Stored data
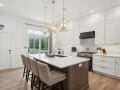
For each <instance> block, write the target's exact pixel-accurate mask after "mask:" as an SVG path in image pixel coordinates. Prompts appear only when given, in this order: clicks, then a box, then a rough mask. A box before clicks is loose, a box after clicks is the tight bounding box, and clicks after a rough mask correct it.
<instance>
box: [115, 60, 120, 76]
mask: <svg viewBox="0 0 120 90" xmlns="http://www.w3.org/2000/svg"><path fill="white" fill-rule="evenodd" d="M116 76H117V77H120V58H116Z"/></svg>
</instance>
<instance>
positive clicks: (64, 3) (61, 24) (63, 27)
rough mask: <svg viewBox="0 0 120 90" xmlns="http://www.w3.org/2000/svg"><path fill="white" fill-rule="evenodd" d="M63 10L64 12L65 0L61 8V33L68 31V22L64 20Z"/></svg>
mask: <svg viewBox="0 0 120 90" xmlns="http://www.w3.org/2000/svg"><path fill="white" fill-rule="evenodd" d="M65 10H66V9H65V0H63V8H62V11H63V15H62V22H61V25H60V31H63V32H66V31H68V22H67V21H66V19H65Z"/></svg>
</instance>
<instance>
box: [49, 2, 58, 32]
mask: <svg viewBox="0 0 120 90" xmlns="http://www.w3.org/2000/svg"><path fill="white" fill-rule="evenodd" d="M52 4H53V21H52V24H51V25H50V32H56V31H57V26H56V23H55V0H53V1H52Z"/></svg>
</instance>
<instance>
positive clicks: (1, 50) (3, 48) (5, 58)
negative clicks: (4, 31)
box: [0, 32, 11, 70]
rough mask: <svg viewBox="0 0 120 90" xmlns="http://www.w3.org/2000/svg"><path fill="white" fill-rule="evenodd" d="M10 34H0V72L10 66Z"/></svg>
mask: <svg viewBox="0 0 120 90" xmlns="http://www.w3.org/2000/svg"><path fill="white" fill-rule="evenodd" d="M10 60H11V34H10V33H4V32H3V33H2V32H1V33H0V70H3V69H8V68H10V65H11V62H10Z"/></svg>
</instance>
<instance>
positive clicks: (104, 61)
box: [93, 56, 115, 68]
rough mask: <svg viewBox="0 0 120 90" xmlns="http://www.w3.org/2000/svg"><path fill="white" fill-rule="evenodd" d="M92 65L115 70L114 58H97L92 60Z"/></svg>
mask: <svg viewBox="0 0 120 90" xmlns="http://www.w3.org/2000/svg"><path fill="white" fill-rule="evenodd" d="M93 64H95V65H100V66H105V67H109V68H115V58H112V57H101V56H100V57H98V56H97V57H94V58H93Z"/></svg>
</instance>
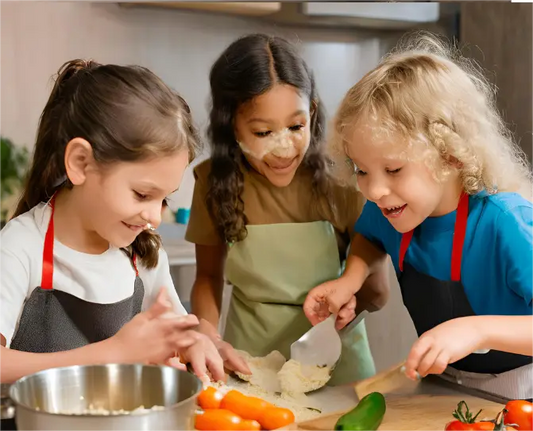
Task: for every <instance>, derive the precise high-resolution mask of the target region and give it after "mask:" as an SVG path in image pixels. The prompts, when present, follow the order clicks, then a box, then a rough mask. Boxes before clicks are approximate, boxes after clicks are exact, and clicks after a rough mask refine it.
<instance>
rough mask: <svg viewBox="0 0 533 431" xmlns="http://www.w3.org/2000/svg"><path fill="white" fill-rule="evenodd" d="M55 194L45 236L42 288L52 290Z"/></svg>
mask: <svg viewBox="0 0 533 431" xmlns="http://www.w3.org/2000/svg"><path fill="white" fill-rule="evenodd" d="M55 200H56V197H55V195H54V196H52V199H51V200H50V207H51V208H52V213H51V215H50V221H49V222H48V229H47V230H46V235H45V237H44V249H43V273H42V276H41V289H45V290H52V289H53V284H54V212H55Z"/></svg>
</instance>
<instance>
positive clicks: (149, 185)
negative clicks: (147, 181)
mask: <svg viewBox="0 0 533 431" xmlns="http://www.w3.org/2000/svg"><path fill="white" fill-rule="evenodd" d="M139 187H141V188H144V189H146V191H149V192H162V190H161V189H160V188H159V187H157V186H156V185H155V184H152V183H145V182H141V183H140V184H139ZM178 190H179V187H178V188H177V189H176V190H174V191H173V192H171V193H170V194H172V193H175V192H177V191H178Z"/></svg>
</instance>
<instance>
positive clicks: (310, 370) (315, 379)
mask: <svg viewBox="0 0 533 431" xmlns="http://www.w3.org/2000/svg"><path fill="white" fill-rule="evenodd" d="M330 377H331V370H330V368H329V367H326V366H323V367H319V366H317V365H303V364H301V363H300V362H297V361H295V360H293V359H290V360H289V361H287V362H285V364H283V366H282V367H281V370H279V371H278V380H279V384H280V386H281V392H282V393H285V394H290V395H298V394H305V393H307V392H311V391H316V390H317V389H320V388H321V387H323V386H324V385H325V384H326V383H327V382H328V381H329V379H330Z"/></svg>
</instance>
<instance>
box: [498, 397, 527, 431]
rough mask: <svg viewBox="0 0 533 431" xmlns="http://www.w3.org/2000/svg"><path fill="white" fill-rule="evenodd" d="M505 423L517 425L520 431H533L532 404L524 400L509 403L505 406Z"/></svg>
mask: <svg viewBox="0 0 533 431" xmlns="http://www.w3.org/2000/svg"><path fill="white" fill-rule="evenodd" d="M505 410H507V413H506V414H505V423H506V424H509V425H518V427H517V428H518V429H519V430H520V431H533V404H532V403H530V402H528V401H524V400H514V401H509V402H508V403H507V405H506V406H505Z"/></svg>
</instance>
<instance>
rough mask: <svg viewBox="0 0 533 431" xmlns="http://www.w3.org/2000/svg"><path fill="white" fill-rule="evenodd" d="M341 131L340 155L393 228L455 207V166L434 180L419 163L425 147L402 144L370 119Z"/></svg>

WORK ITEM |
Copy each line above holding "before".

OUTPUT BELOW |
For each <instance> block, write the target's exact pixel-accurate mask after "mask:" as an SVG path in image pixel coordinates. Prompts appear only when given, in this order: clicks, then a box, then a rough mask. A box before clicks is loose, a box after clicks is the tight bounding box, and clicks after a rough mask correct it.
Task: for every <instance>, derive the precise high-resolution mask of the target region and give it after "mask:" as an SVG path in image pixels. The prompts, when present, follow the order clicks, then a box, then a rough mask. Boxes before clicks are approximate, boxes after clicks are exact, and clicks after a rough mask refine it.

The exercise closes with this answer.